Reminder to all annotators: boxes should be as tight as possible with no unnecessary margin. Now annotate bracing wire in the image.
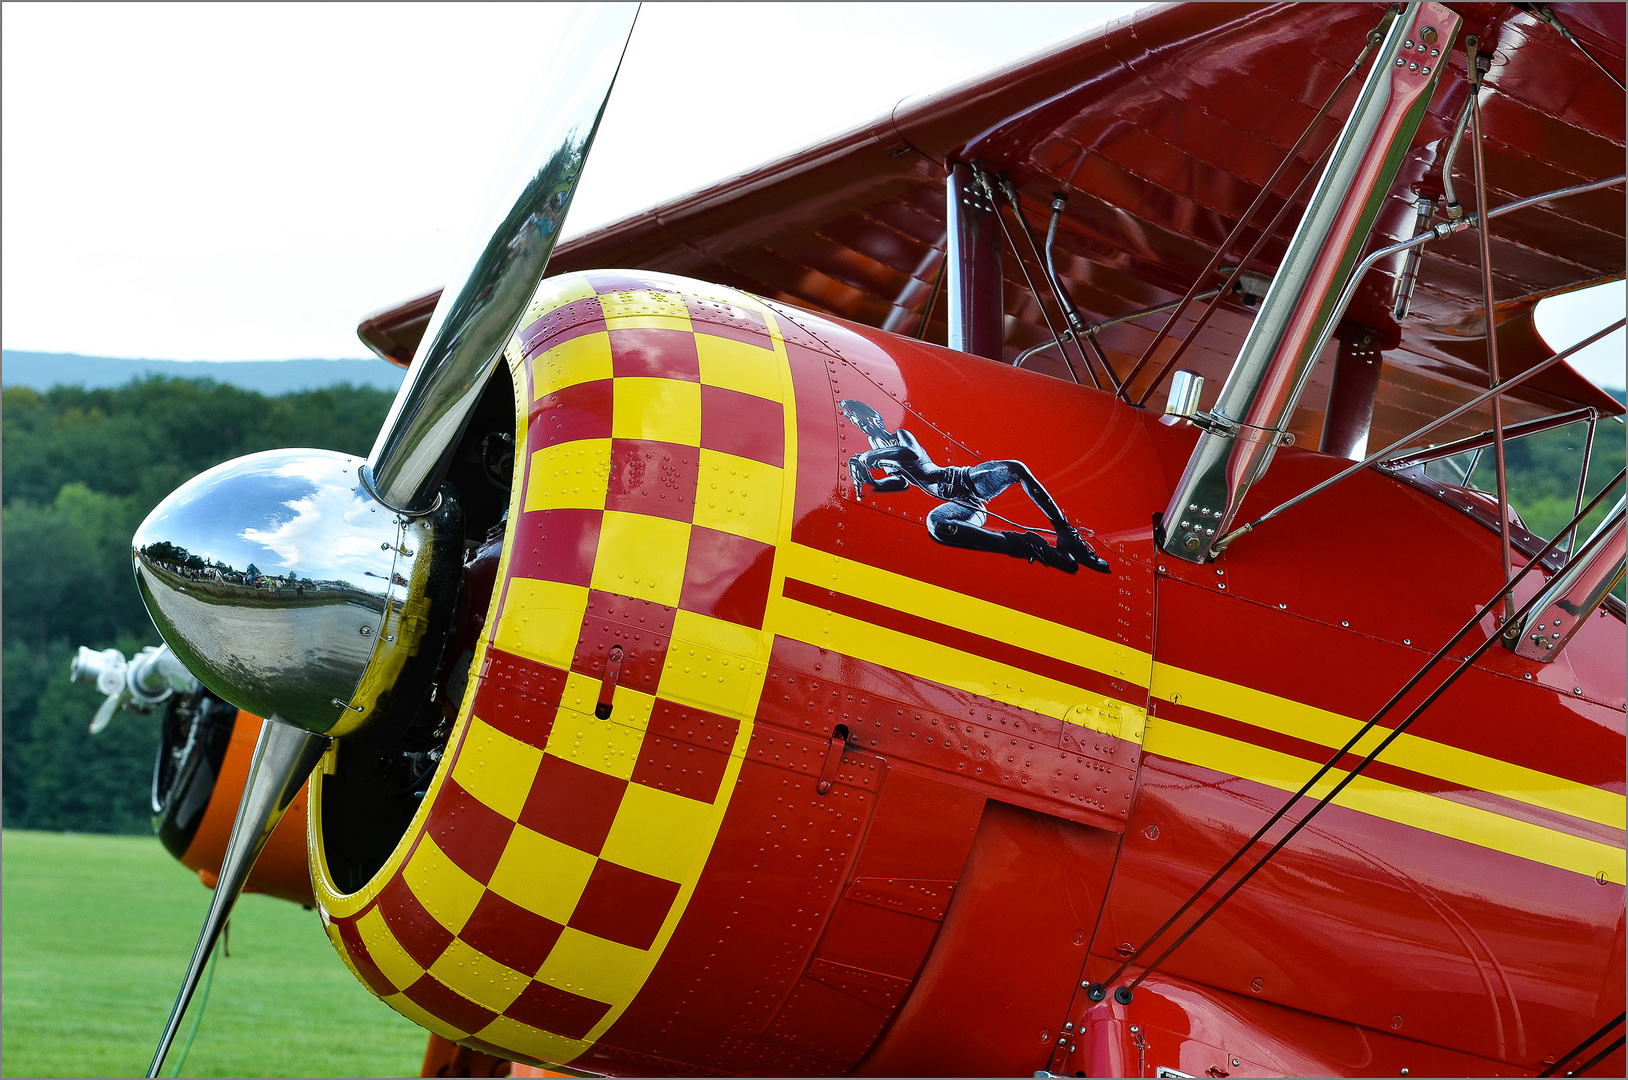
[1092,470,1627,1002]
[169,936,222,1077]
[1537,1013,1627,1077]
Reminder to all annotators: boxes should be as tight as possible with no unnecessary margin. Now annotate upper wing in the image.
[366,2,1625,447]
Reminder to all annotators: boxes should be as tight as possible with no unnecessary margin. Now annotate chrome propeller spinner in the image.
[139,7,639,1075]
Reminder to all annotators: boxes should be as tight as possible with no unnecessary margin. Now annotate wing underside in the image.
[363,2,1624,447]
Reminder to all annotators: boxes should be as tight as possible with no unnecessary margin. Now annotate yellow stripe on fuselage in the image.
[767,545,1148,743]
[1152,663,1627,831]
[778,543,1153,686]
[1143,717,1627,884]
[759,544,1621,881]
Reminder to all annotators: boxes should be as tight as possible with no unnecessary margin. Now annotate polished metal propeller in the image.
[139,7,639,1074]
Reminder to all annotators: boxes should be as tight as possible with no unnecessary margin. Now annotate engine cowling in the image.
[305,268,1149,1072]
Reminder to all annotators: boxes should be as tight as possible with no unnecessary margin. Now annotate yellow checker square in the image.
[611,377,702,446]
[524,439,611,512]
[599,289,693,333]
[494,578,589,672]
[545,701,649,783]
[696,333,782,400]
[599,782,717,883]
[451,716,545,821]
[532,332,614,401]
[355,907,425,993]
[521,275,598,327]
[693,449,782,545]
[475,1016,590,1068]
[403,837,486,934]
[429,938,529,1013]
[657,635,768,724]
[672,608,773,665]
[590,511,691,608]
[385,990,466,1040]
[487,825,598,926]
[536,927,650,1005]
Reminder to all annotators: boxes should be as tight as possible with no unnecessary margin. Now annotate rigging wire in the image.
[1116,16,1390,399]
[1465,33,1518,621]
[1567,1035,1627,1078]
[1043,194,1123,393]
[1520,3,1627,92]
[916,246,950,341]
[1131,130,1341,407]
[1090,469,1627,1002]
[1216,315,1625,549]
[169,934,223,1077]
[978,167,1085,386]
[996,177,1103,388]
[1537,1014,1627,1078]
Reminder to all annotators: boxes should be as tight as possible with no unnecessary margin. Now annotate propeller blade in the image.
[364,1,639,516]
[147,717,328,1078]
[133,9,638,1069]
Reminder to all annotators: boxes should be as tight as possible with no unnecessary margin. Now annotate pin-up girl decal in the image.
[840,399,1110,575]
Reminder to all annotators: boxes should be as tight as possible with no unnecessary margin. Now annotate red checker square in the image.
[588,271,666,295]
[509,507,601,588]
[630,733,730,803]
[567,860,682,951]
[646,700,741,754]
[518,754,628,856]
[458,889,565,978]
[334,910,398,997]
[679,526,774,630]
[426,780,517,884]
[377,873,455,968]
[520,296,606,356]
[583,590,676,636]
[603,439,699,522]
[504,979,613,1041]
[609,327,700,381]
[685,296,772,347]
[699,384,784,467]
[475,651,567,745]
[529,379,614,450]
[571,591,675,696]
[404,973,499,1037]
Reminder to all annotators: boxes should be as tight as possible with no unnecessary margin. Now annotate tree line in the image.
[3,377,395,833]
[2,376,1621,835]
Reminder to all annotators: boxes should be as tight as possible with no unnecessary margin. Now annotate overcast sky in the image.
[2,2,1621,389]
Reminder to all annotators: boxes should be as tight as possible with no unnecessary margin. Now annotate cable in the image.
[169,935,222,1077]
[1117,16,1389,399]
[980,168,1082,386]
[1569,1035,1626,1077]
[1537,1014,1626,1077]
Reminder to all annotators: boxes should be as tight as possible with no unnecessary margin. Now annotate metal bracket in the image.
[816,724,850,795]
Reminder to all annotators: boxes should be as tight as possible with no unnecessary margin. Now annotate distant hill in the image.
[1,351,405,395]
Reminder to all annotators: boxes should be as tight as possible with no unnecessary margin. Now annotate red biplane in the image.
[107,2,1626,1076]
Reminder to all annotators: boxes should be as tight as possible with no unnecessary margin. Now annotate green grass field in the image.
[2,830,427,1078]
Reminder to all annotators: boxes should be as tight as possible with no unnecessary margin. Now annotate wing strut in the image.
[1157,0,1461,563]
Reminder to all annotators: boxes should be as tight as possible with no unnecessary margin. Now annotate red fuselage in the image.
[305,271,1623,1078]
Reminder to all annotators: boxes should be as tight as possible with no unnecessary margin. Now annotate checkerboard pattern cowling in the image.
[318,271,793,1068]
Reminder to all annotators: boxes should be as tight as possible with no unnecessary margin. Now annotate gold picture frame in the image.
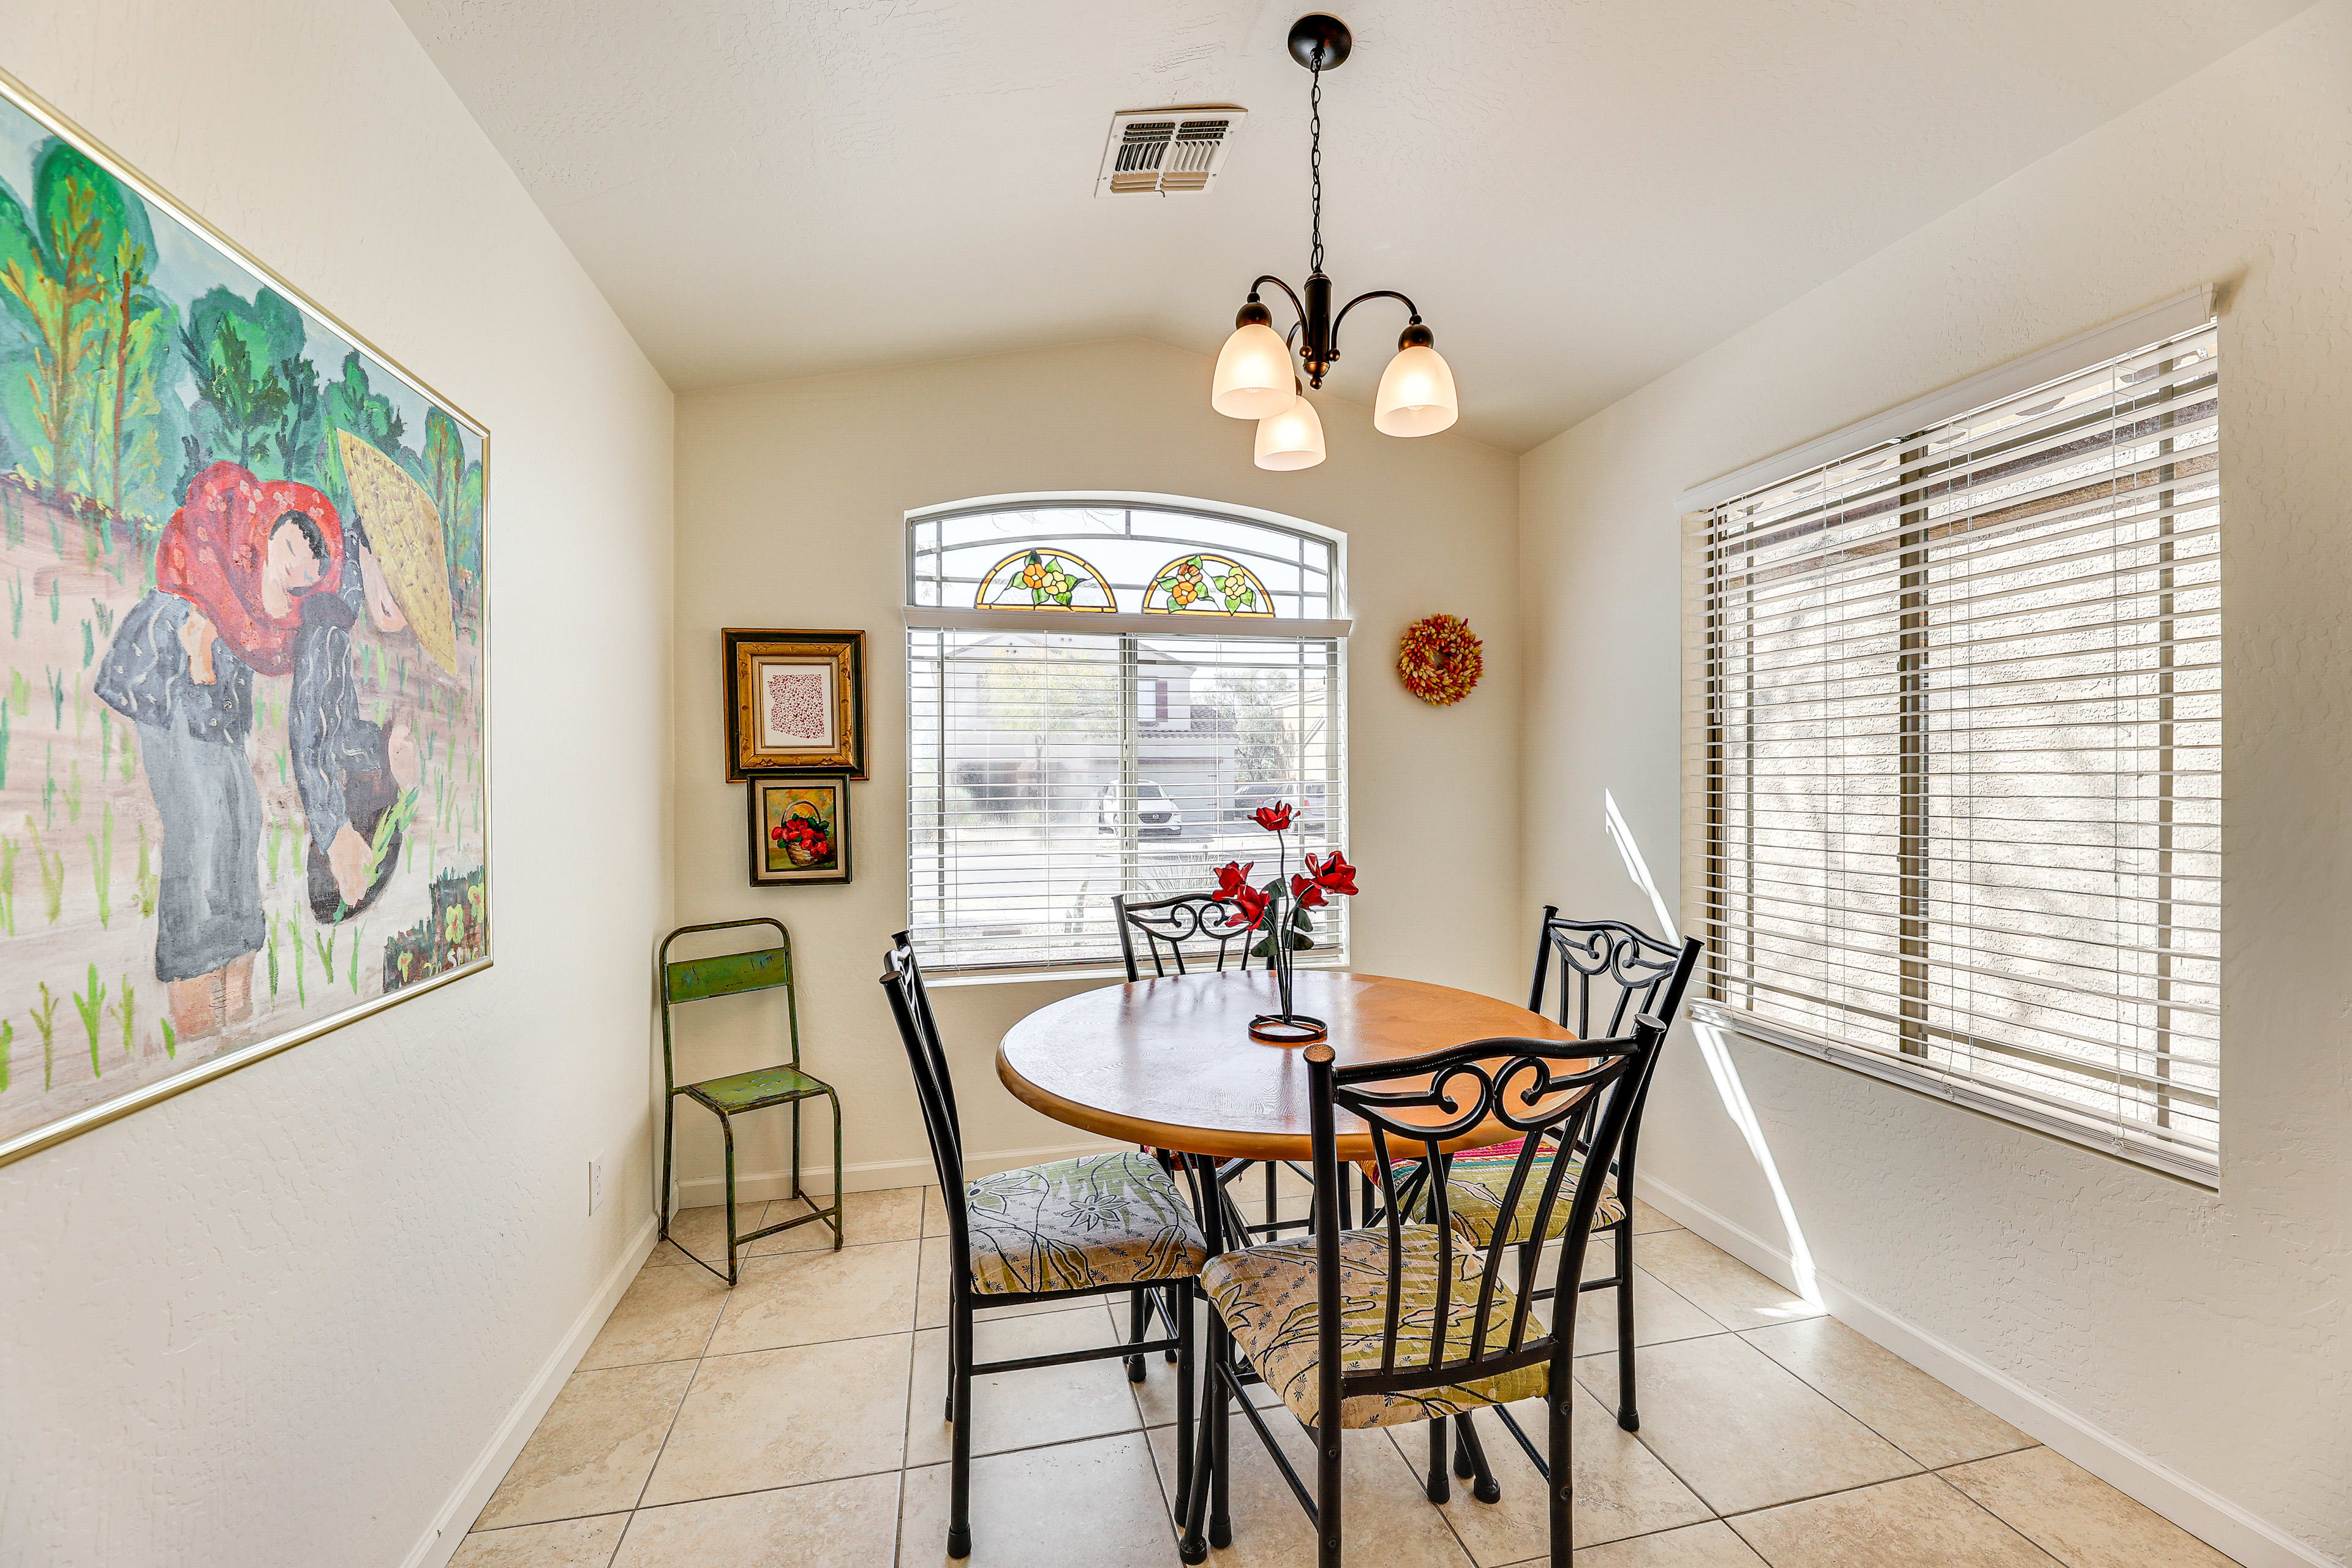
[0,66,494,1169]
[724,629,866,778]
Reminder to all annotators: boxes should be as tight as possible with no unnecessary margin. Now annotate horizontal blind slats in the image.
[910,627,1346,971]
[1686,320,2221,1169]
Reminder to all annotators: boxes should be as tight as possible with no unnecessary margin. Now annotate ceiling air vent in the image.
[1096,106,1246,197]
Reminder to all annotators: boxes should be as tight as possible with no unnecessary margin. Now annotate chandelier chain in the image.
[1308,59,1324,275]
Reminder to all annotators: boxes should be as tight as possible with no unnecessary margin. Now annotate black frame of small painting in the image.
[747,777,853,886]
[724,628,866,780]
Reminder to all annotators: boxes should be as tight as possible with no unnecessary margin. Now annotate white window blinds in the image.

◇ ◇ ◇ ◇ ◇

Task to carry out:
Would you reproduce each line of the material exactly, omitting the images?

Exercise solution:
Reminder to all annotators: boxes should be as tight as possible with no unnecessary margin. Now annotate bracing wire in the image.
[1092,470,1627,1002]
[169,936,222,1077]
[1537,1013,1627,1077]
Reminder to all annotators: boxes should be as tight as possible with no unnecessary margin. Now annotate upper wing in the image.
[366,2,1625,447]
Reminder to all annotators: boxes should be as tight as possible with no unnecessary margin. Now annotate chrome propeller spinner in the image.
[139,7,639,1075]
Reminder to all annotators: boxes should be as tight as possible with no unnecessary margin. Now annotate wing underside in the image.
[363,2,1624,447]
Reminder to all annotators: boxes should be as tight as possible with no unnecessary margin. Now annotate yellow stripe on fuselage in the image.
[767,545,1148,743]
[1152,663,1627,831]
[778,543,1153,686]
[1143,717,1627,884]
[759,544,1621,881]
Reminder to all annotators: boxes should be as tight as possible with no unnecessary margin. Now annotate polished metal propeller in the image.
[139,7,639,1074]
Reminder to all annotators: boxes should be as tight as possible with no unnecessary margin. Now annotate engine cowling in the image.
[305,268,1149,1072]
Reminder to all annotators: boxes should be as tight as possible with no unnecessary margin. Now annotate yellow checker square in the image.
[611,377,702,446]
[524,439,611,512]
[599,289,693,333]
[494,578,589,672]
[545,701,649,783]
[696,333,782,400]
[599,782,717,883]
[451,716,545,821]
[532,332,614,401]
[355,907,425,993]
[521,275,598,327]
[693,449,782,545]
[475,1016,590,1068]
[403,837,486,934]
[429,938,529,1013]
[657,635,768,724]
[672,608,773,665]
[590,511,691,608]
[385,990,466,1040]
[487,825,598,926]
[536,927,650,1005]
Reminder to all annotators: boxes should be as tight as possible with no unnecessary margin. Now annotate rigging wire in the image.
[1116,16,1390,399]
[1465,33,1518,621]
[1567,1035,1627,1078]
[1043,194,1123,393]
[1520,3,1627,92]
[916,246,950,341]
[1131,130,1341,407]
[1090,469,1627,1002]
[1216,315,1625,549]
[169,934,223,1077]
[978,167,1085,386]
[996,177,1103,388]
[1537,1014,1627,1078]
Reminder to all annotators: boxes should be as tight as possible with no unnecessary margin. Now annotate propeller blade in the image.
[364,1,639,516]
[147,717,328,1078]
[133,9,638,1069]
Reminder to all annotators: boxes should be as tight as possible with no unnecessary margin. Now annotate pin-up girl decal in the image.
[840,399,1110,575]
Reminder to all annotators: boxes should be as tight as possible with no unnecessary margin. Now annotate red checker square in the image.
[588,271,666,295]
[509,507,601,588]
[630,733,730,803]
[567,860,682,951]
[646,700,741,754]
[518,754,628,856]
[458,889,565,978]
[334,910,398,997]
[679,526,774,630]
[426,780,517,884]
[377,873,455,968]
[520,296,606,356]
[583,590,676,636]
[603,439,699,522]
[504,979,613,1041]
[609,327,700,381]
[685,296,772,347]
[699,384,784,467]
[475,651,567,745]
[529,379,614,450]
[571,591,675,696]
[404,973,499,1037]
Reminder to all annotators: boxes should be as tight as possible with no unnecessary margin. Now annotate tree line in the image.
[3,377,395,833]
[2,376,1621,835]
Reminder to all annotators: boxes should be as tight as possible with no unnecessary margin. Now annotate overcast sky in the image.
[2,2,1621,389]
Reminder to all annotators: boxes should be as tight as possible with no unnecessary margin. Now annotate cable in the image.
[169,935,222,1077]
[1117,16,1389,399]
[980,168,1082,386]
[1569,1035,1626,1077]
[1537,1014,1626,1077]
Reminder to all annotators: boxes should be as tight as possible with no unnecessary margin. Now annotate metal bracket in the image.
[816,724,850,795]
Reminder to all annotators: boxes should be as tight as possible with no unnecessary margin. Now annotate distant hill in the image.
[1,351,405,395]
Reminder to all annotators: boxes should be as tight as possible with no unnecessary margin. Now annotate red biplane in the image.
[107,2,1626,1076]
Reminder to all annotators: boxes should be as tight as possible with no unnecessary margin. Now annotate green grass field in the image.
[2,830,427,1078]
Reminder to all annotators: boxes should be as tight as possible with no unnecessary margin. Now annotate wing strut in the image.
[1157,0,1461,563]
Reminder to all annotators: boxes should be as tight as possible with no unnecessary margin. Now annotate red fuselage in the image.
[305,271,1623,1078]
Reminder to all annotators: boxes should be as tight as possible with no unnecessary margin. Now annotate checkerboard pattern cowling in the image.
[318,271,793,1068]
Reminder to all annotators: boxes should be as tight as possible with no unnecessary margin. Now annotate gold picture frame in the image.
[0,66,494,1169]
[724,629,866,778]
Reminder to all annotators: boxes should be as tight as possible with no unnecessary margin. Now annotate horizontal blind slats in the image.
[910,627,1346,971]
[1686,320,2221,1169]
Reminder to all annotators: boxes should be as tight as possible with no unnecessary margin. Now annotate ceiling air vent in the image.
[1096,106,1246,197]
Reminder to all annotators: boxes should be as tight as possible with no unnecessary margin. Now annotate chandelier chain in the image.
[1308,59,1324,275]
Reminder to all annotators: boxes should be as tight as possible with no unnecessary margin. Now annotate black frame of small painting in the image.
[747,777,853,886]
[724,628,866,780]
Reminder to all annotators: boxes should be as tight as possible with no unnecessary margin. Now annotate white window blinds in the image.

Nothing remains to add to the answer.